■ Set exercise
Reproduce word for word the stretch of the insurance premium decision from "THE CLAIM STEMS" through "IN THE ENDORSEMENTS.".

■ Text passage

CONTRACTS - COST-TYPE - REIMBURSEMENT COSTS - INSURANCE THE CLAIM OF AN INSURANCE COMPANY FOR UNPAID PREMIUMS ON POLICIES PROVIDING FOR THE RETROSPECTIVE DETERMINATION OF EARNED PREMIUMS COVERING WORKMEN'S COMPENSATION, PUBLIC LIABILITY AND OTHER REQUIRED INSURANCE THAT IS REIMBURSABLE UNDER COST-TYPE CONTRACTS MAY BE PAID NOTWITHSTANDING A "NO COST SETTLEMENT AGREEMENT" THAT INCLUDED MUTUAL RELEASES, AND THE LACK OF PRIVITY BETWEEN THE GOVERNMENT AND THE INSURANCE COMPANY. THE CONTRACTING OFFICER UNDER SECTION 10-554 OF ARMY PROCUREMENT PROCEDURE--- WHICH HAS THE FORCE AND EFFECT OF LAW--- HAVING THE RESPONSIBILITY UPON THE TERMINATION OR COMPLETION OF A COST REIMBURSABLE-TYPE CONTRACT TO OBTAIN INSURANCE CREDITS DUE THE CONTRACTOR OR TO ASSUME THE CONTRACTOR'S INSURANCE OBLIGATIONS, THE LIABILITY OF THE GOVERNMENT FOR THE UNPAID INSURANCE PREMIUMS IS MANDATORY AND MUST BE READ INTO THE TERMINATION SETTLEMENT.

TO THE SECRETARY OF THE ARMY, FEBRUARY 15, 1968:

REFERENCE IS MADE TO A LETTER DATED AUGUST 11, 1967, FROM THE ARMY MATERIEL COMMAND, TRANSMITTING FOR OUR DECISION THE CLAIM OF FIDELITY AND CASUALTY COMPANY OF NEW YORK FOR UNPAID PREMIUMS ON INSURANCE POLICIES ISSUED TO U.S. HOFFMAN MACHINERY CORPORATION FOR COVERAGE UNDER THE LATTER'S PRIME CONTRACTS WITH THE GOVERNMENT.

THE CLAIM STEMS FROM TWO COST REIMBURSABLE TYPE CONTRACTS, DA 36 034-ORD- 1133 AND 1190, BETWEEN THE GOVERNMENT AND HOFFMAN WHICH WERE ENTERED INTO IN DECEMBER 1952 AND JANUARY 1953, RESPECTIVELY. UNDER THESE CONTRACTS PREMIUMS PAID BY THE CONTRACTOR FOR WORKMEN'S COMPENSATION, PUBLIC LIABILITY, AND OTHER REQUIRED INSURANCE WERE RECOGNIZED AS COSTS REIMBURSABLE BY THE GOVERNMENT. THE POLICIES ISSUED BY FIDELITY TO HOFFMAN INCLUDED ENDORSEMENTS PROVIDING FOR PREMIUMS THEREON TO CONFORM TO THE NATIONAL DEFENSE PROJECTS RATING PLAN (NDPRP) WHICH PROVIDED FOR RETROSPECTIVE DETERMINATION OF EARNED PREMIUMS ON THE BASIS OF ANNUAL AUDITS OF LOSS EXPERIENCE IN ACCORDANCE WITH A FORMULA SET OUT IN THE ENDORSEMENTS.

■ Information given
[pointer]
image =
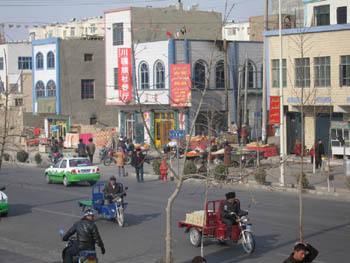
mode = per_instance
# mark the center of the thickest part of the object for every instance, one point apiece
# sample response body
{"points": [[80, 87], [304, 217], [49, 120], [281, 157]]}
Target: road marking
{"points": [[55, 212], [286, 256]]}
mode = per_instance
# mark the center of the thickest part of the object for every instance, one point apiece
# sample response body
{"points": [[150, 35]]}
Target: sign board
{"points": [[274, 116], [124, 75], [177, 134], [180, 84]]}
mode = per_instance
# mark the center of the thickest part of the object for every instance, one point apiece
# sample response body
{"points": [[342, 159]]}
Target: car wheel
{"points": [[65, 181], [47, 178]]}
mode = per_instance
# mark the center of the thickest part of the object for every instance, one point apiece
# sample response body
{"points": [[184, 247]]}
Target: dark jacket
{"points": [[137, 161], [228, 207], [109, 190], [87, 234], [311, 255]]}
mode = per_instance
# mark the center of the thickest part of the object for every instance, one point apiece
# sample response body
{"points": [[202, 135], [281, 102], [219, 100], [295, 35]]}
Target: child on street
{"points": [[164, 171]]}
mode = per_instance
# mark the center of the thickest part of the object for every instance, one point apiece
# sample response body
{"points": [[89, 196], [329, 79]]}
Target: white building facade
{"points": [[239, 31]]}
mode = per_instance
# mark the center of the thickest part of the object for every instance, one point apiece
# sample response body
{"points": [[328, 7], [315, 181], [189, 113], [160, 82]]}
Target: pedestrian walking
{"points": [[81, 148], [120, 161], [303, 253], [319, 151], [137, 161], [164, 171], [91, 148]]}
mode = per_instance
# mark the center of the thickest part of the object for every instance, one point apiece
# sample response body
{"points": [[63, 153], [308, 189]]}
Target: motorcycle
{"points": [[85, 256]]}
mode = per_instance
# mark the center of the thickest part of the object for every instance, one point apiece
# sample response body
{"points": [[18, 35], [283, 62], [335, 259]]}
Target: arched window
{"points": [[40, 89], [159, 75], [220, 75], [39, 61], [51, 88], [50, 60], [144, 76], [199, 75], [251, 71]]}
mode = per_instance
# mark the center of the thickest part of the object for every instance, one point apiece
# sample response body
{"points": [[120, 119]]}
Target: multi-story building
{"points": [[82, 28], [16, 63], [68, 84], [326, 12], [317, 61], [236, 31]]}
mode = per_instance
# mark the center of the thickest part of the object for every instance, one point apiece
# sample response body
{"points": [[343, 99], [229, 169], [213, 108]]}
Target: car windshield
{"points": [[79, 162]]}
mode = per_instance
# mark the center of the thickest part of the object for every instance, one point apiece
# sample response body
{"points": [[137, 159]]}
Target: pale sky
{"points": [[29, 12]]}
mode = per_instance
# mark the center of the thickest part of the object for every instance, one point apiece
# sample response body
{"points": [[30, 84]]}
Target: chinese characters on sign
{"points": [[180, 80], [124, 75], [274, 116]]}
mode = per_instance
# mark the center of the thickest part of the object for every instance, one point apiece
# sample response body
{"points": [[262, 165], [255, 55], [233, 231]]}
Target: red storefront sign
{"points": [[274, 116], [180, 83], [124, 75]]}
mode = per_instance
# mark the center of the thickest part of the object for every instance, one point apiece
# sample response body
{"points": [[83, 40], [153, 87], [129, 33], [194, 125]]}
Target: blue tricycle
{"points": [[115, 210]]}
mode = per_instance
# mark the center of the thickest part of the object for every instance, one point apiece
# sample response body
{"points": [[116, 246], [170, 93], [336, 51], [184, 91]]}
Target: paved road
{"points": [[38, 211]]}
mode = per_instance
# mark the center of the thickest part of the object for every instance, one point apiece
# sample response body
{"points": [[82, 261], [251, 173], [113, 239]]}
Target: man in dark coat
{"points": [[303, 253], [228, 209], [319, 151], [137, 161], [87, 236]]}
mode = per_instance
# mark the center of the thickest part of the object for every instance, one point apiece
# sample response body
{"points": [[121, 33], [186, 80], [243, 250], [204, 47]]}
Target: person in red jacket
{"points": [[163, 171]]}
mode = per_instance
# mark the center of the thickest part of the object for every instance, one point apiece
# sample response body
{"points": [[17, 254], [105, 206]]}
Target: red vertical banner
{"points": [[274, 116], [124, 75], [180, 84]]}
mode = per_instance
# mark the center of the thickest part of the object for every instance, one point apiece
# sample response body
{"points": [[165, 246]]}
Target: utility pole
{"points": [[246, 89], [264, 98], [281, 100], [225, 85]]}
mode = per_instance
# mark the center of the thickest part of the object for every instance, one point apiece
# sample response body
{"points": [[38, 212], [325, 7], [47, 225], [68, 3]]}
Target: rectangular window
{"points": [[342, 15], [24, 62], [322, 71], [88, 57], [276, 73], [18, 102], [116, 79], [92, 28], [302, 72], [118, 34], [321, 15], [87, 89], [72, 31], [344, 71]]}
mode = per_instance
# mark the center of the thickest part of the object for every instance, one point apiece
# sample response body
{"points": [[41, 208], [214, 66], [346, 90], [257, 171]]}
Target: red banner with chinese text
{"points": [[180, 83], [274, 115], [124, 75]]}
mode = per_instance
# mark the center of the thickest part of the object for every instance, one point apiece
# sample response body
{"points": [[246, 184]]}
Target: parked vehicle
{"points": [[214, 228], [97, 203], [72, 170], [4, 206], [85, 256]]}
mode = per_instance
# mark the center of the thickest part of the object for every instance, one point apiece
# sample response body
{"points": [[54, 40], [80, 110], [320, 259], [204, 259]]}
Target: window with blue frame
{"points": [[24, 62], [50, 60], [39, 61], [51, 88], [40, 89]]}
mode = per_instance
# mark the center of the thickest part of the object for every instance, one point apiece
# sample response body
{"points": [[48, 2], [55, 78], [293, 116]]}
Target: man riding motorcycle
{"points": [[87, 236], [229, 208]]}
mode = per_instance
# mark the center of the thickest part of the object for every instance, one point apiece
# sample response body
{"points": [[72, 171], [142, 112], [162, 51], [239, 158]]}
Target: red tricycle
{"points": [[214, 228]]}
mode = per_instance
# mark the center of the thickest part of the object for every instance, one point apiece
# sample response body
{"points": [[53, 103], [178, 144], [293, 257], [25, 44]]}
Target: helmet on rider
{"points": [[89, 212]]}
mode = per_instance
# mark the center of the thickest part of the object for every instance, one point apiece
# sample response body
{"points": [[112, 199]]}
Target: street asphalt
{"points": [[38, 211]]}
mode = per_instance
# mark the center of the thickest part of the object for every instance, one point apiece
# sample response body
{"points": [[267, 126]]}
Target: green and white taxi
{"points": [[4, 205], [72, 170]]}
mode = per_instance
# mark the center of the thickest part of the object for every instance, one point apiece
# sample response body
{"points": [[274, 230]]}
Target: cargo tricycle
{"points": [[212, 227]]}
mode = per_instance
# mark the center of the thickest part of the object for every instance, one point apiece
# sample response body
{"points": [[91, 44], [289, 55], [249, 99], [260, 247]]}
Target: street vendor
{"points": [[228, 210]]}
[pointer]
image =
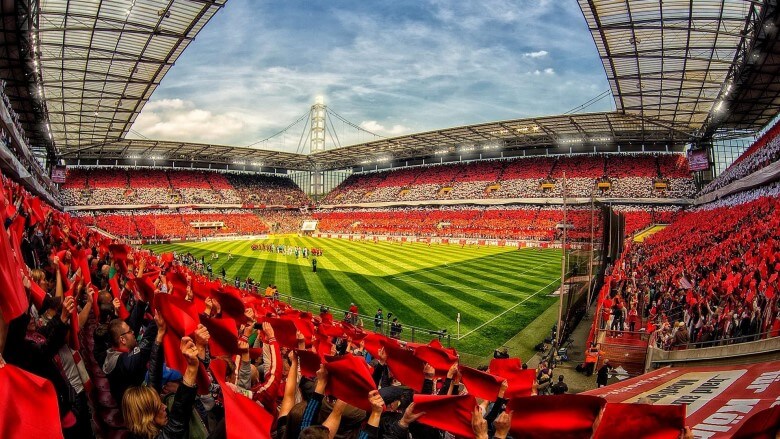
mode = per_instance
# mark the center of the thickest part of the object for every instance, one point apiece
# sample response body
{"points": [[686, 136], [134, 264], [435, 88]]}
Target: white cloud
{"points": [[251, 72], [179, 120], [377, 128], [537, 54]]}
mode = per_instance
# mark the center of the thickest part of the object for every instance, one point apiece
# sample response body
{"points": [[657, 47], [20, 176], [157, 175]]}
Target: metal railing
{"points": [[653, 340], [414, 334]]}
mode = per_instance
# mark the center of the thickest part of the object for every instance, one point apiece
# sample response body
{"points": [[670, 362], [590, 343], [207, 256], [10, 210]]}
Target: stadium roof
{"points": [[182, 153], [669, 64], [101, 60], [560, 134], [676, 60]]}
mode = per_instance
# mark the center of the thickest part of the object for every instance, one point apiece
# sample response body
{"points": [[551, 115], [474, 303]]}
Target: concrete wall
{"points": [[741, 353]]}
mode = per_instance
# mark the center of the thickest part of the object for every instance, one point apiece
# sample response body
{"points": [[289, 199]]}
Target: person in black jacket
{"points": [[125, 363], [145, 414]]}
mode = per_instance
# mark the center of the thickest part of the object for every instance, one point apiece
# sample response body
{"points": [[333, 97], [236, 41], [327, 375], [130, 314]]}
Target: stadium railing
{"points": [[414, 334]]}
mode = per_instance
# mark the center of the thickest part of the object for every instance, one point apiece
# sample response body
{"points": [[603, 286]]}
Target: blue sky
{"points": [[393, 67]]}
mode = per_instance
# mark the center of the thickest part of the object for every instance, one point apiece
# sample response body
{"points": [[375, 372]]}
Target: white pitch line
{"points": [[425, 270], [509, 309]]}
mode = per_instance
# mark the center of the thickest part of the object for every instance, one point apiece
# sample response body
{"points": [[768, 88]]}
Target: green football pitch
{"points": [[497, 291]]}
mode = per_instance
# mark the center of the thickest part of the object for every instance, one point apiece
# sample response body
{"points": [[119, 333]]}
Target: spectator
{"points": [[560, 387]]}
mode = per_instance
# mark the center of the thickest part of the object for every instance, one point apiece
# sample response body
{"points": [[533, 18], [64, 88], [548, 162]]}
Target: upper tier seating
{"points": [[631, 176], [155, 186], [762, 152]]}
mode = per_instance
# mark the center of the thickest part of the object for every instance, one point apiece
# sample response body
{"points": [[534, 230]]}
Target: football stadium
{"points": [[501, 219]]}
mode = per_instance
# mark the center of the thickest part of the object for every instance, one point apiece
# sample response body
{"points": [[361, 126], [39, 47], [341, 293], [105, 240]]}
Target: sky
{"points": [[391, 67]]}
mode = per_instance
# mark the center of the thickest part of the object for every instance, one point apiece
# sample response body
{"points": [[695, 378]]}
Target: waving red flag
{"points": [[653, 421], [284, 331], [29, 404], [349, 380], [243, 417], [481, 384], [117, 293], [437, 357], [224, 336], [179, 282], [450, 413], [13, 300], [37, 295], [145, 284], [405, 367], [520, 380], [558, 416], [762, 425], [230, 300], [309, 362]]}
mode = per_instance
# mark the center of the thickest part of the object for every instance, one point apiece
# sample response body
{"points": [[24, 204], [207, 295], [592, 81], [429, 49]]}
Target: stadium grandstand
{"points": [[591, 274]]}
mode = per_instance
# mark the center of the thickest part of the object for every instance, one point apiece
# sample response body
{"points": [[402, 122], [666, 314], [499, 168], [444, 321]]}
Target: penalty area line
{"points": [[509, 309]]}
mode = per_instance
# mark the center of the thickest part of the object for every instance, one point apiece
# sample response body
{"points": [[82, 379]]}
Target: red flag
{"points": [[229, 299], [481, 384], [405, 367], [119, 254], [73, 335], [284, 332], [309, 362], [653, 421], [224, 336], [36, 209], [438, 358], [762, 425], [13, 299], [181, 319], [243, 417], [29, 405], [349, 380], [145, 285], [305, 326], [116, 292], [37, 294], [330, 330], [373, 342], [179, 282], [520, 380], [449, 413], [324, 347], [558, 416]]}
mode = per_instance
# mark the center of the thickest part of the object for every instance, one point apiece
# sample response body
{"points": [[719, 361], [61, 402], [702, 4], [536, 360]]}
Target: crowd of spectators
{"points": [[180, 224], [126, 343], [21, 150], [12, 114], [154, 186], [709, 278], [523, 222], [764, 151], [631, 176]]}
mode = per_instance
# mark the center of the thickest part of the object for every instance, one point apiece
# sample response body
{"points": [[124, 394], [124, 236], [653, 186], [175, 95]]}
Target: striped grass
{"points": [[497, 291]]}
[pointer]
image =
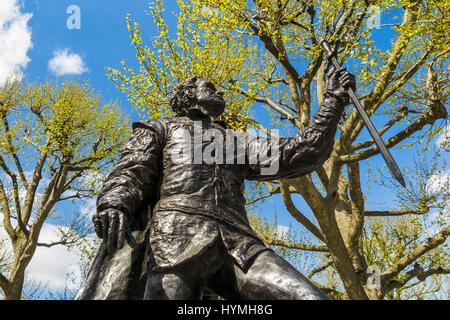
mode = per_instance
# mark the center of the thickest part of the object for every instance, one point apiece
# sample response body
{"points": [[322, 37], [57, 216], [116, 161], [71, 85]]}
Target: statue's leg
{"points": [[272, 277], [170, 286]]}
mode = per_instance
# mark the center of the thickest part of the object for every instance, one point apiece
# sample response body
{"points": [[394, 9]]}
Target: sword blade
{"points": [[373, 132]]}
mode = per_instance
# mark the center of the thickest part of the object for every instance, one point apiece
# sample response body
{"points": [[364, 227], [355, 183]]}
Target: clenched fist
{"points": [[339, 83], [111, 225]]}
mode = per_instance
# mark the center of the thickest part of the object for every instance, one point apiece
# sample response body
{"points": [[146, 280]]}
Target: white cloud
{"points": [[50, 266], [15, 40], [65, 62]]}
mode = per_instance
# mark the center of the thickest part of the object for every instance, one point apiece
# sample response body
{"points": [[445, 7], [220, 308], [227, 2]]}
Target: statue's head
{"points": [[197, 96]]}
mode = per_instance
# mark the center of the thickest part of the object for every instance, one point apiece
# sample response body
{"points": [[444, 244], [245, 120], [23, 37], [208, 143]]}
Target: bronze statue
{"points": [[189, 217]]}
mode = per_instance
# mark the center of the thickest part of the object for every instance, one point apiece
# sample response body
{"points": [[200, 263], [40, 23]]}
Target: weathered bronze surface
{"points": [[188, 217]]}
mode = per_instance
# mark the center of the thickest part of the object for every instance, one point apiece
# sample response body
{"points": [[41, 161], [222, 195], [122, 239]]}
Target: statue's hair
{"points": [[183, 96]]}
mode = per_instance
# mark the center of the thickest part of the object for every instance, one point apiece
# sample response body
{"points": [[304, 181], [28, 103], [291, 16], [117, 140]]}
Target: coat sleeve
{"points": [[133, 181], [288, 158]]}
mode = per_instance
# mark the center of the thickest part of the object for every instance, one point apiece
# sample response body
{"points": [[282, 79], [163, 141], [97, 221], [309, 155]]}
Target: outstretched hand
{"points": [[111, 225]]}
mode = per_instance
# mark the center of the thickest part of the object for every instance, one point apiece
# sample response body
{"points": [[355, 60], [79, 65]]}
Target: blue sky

■ Response to this task
THE CLAIM STEMS FROM TWO COST REIMBURSABLE TYPE CONTRACTS, DA 36 034-ORD- 1133 AND 1190, BETWEEN THE GOVERNMENT AND HOFFMAN WHICH WERE ENTERED INTO IN DECEMBER 1952 AND JANUARY 1953, RESPECTIVELY. UNDER THESE CONTRACTS PREMIUMS PAID BY THE CONTRACTOR FOR WORKMEN'S COMPENSATION, PUBLIC LIABILITY, AND OTHER REQUIRED INSURANCE WERE RECOGNIZED AS COSTS REIMBURSABLE BY THE GOVERNMENT. THE POLICIES ISSUED BY FIDELITY TO HOFFMAN INCLUDED ENDORSEMENTS PROVIDING FOR PREMIUMS THEREON TO CONFORM TO THE NATIONAL DEFENSE PROJECTS RATING PLAN (NDPRP) WHICH PROVIDED FOR RETROSPECTIVE DETERMINATION OF EARNED PREMIUMS ON THE BASIS OF ANNUAL AUDITS OF LOSS EXPERIENCE IN ACCORDANCE WITH A FORMULA SET OUT IN THE ENDORSEMENTS.